* Estratto del testo
·····

Attraversare le immense pianure di Ancaria in sella al proprio destriero era un'esperienza che restituiva un senso di avventura epica. Non era perfetto, soffriva di alcuni bug e di un bilanciamento non sempre impeccabile, ma il suo fascino risiedeva proprio in questa sua imperfetta abbondanza. Sacred era un gioco che non finiva mai, un compagno fedele per innumerevoli notti insonni passate a caccia di equipaggiamenti leggendari, forse considerabile il precursore dell'attuale Diablo IV, per grandezza e possibilità.

·····

Esempi di etichettatura dei punti

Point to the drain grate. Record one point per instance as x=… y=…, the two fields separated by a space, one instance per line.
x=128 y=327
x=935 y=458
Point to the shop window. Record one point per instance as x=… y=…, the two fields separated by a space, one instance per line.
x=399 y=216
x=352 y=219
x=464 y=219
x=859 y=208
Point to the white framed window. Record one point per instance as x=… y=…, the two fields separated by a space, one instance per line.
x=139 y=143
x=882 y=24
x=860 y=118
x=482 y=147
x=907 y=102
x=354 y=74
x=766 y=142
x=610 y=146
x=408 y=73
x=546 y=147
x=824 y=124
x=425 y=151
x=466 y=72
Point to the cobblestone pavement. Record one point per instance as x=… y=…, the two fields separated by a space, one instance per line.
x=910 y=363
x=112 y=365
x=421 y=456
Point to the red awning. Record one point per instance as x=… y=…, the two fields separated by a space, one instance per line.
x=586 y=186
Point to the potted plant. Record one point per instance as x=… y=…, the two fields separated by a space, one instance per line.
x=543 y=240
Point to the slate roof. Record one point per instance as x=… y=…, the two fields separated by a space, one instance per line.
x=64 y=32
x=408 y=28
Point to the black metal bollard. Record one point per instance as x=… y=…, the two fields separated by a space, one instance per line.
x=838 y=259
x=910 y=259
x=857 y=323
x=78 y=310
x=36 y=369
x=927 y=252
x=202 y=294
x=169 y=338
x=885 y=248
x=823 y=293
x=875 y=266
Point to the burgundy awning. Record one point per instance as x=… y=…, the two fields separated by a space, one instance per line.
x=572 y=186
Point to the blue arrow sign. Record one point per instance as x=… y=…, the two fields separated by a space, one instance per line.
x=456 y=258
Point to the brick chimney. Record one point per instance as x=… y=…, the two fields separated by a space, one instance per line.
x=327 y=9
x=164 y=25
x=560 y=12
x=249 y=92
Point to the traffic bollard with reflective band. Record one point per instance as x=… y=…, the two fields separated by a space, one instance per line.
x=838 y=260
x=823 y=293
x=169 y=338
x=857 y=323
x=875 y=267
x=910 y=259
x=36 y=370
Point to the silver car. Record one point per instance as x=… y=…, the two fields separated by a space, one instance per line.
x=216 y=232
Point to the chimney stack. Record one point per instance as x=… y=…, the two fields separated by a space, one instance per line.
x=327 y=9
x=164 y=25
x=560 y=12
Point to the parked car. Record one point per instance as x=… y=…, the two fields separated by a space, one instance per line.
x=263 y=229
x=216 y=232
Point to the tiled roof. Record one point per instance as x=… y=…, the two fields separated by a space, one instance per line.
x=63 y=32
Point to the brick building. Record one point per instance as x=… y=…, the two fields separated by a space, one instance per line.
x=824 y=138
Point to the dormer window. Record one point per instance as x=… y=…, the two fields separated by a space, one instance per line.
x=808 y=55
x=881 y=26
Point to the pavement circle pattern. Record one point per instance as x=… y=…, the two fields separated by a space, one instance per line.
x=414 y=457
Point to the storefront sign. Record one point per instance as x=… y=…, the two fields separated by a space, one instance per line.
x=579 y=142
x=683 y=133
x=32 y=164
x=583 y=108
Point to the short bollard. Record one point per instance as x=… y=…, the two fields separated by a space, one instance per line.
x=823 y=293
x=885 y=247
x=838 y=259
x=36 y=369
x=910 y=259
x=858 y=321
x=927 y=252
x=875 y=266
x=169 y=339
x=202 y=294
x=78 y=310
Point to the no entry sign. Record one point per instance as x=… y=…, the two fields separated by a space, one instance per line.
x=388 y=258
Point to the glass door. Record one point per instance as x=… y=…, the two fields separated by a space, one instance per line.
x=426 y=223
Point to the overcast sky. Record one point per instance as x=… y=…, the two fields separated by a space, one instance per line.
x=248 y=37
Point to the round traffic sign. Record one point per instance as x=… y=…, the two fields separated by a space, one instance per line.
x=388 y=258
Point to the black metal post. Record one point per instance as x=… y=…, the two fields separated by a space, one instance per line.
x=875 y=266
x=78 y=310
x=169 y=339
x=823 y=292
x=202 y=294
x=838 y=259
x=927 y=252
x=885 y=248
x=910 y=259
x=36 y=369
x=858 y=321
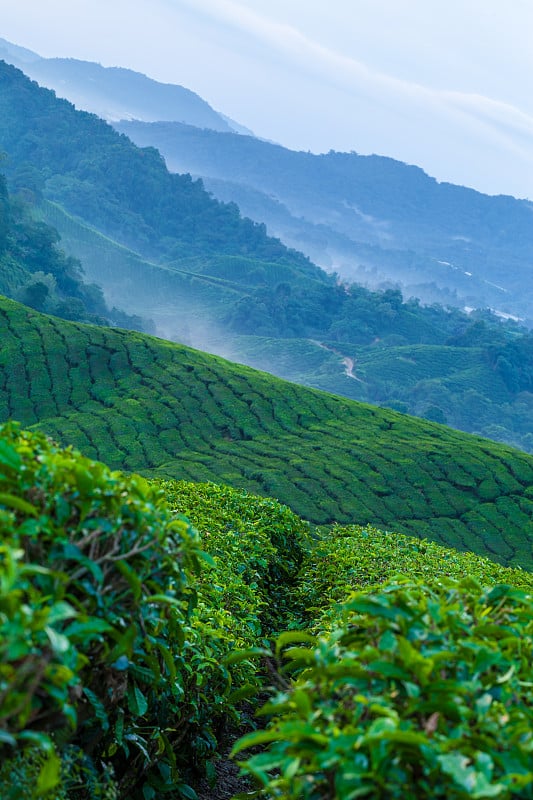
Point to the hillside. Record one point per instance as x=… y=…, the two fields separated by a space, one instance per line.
x=36 y=271
x=126 y=678
x=469 y=371
x=115 y=93
x=165 y=410
x=161 y=248
x=370 y=218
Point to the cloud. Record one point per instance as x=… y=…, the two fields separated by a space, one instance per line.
x=469 y=122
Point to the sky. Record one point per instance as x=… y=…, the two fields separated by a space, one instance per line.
x=444 y=84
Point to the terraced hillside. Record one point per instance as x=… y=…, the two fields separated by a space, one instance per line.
x=143 y=404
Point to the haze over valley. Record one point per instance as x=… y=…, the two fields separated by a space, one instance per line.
x=266 y=400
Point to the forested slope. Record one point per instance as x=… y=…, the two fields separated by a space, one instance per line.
x=148 y=405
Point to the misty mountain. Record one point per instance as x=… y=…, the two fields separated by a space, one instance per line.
x=371 y=219
x=161 y=247
x=116 y=93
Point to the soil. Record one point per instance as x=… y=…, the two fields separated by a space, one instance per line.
x=228 y=782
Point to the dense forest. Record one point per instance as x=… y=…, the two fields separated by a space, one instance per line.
x=34 y=270
x=161 y=247
x=241 y=587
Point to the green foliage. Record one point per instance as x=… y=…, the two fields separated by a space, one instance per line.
x=420 y=690
x=345 y=559
x=108 y=646
x=35 y=271
x=142 y=404
x=195 y=257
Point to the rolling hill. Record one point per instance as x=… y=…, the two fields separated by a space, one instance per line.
x=163 y=409
x=162 y=248
x=370 y=218
x=116 y=93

·····

* Compito 1
Rispondi a queste domande sull'estratto dedicato a Sacred:
(a) Quali pianure si attraversavano in sella al proprio destriero?
(b) Di quali difetti soffriva il gioco?
(c) Di quale gioco attuale Sacred è considerato forse il precursore?
* Compito 2
Prosegui l'estratto su Sacred a partire dal punto in cui si interrompe.

* Risposta 1
(a) Le immense pianure di Ancaria.
(b) Di alcuni bug e di un bilanciamento non sempre impeccabile.
(c) Di Diablo IV.

* Risposta 2
Command & Conquer
Infine, come non rendere omaggio a uno dei padri fondatori di un intero genere? Command & Conquer (1995) di Westwood Studios non ha semplicemente definito le regole degli strategici in tempo reale (RTS), le ha scolpite nella pietra. La lotta tra la Global Defense Initiative (GDI) e la misteriosa Fratellanza di Nod per il controllo del prezioso Tiberium era più di una semplice guerra. Era un conflitto ideologico raccontato attraverso iconiche scene in full motion video con attori in carne e ossa, una scelta stilistica che conferiva al gioco un fascino unico e un po' kitsch.
Il gameplay era immediato e questo è stato anche il suo punto forte per anni: costruisci la base, raccogli le risorse, crea un esercito e annienta il nemico. Ogni unità, dal semplice fuciliere al devastante carro armato Mammoth, era memorabile. Command & Conquer ha gettato le basi per decenni di giochi strategici a venire, introducendo concetti come le fazioni asimmetriche e una forte componente multiplayer. Sebbene il franchise abbia avuto numerosi seguiti, l'impatto e la purezza del capostipite rimangono ineguagliati, un monumento che ha permesso l'esistenza di capolavori come il meraviglioso Starcraft.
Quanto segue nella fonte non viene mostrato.